- **EXERCISE REQUIREMENTS**
Scan the entries for the word "statue". Every line that has it should be copied.

- **GIVEN RECORDS**
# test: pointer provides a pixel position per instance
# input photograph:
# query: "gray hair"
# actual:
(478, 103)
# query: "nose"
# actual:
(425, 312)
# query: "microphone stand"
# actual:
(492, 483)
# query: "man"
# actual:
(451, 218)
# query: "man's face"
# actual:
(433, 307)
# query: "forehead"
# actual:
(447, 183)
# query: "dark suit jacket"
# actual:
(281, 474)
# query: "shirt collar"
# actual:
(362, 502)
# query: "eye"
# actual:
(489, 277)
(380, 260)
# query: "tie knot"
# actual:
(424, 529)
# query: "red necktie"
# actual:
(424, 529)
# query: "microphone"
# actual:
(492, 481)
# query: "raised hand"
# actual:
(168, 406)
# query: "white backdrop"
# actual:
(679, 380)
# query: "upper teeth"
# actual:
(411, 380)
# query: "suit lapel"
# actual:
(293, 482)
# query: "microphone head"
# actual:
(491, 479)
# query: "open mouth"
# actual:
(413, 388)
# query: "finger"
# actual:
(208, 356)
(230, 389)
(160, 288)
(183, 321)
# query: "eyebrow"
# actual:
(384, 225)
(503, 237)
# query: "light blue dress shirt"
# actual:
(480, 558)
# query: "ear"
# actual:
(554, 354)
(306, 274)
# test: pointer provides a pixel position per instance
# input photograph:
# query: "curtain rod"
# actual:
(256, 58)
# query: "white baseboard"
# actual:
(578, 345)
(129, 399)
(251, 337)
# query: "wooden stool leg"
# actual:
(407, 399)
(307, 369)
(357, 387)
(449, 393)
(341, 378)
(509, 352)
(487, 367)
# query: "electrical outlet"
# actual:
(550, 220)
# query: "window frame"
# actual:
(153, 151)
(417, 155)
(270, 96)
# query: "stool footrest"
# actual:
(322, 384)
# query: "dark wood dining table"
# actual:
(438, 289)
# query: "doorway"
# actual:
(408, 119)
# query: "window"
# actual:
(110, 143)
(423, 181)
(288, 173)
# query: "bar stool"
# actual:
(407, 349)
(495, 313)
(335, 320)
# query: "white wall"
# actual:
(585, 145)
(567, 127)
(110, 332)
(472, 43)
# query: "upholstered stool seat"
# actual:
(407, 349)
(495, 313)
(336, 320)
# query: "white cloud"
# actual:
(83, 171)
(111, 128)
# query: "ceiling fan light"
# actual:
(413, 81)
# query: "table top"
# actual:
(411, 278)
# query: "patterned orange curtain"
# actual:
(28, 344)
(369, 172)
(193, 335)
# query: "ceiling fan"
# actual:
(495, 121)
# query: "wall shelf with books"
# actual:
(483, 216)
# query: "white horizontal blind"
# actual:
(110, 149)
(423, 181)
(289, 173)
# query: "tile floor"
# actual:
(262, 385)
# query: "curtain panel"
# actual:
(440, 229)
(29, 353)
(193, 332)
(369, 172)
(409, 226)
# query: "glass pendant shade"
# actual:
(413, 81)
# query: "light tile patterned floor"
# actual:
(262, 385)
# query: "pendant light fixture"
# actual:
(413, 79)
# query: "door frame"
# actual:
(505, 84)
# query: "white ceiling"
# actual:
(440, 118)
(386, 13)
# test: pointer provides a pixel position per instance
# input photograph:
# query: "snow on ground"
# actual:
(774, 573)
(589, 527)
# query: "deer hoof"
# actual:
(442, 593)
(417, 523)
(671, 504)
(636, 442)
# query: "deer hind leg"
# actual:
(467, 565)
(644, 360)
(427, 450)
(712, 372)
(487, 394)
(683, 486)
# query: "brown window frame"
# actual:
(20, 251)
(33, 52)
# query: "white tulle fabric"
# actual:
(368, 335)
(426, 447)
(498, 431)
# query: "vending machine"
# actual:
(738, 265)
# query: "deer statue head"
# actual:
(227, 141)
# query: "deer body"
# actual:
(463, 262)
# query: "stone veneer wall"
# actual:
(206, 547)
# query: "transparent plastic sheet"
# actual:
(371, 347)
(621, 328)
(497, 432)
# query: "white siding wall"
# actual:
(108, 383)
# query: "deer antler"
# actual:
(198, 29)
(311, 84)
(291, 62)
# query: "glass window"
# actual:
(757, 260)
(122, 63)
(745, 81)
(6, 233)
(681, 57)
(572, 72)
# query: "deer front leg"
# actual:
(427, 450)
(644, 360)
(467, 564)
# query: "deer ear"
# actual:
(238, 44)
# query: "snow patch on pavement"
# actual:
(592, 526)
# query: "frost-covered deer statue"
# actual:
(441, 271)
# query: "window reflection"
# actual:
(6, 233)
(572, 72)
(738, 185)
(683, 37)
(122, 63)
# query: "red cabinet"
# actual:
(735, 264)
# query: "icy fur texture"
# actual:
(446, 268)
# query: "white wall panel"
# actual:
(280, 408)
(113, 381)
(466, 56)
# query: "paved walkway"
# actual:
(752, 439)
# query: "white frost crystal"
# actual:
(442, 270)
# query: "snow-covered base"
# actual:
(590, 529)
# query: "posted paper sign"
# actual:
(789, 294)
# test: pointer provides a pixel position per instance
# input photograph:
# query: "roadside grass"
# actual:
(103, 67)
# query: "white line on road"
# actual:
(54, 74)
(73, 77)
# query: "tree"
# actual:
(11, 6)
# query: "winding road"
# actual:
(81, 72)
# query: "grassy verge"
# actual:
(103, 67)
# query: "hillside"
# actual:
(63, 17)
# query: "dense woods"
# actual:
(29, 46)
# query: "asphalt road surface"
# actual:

- **EXERCISE ANSWER**
# query: "deer statue head"
# query: "frost-covered deer statue"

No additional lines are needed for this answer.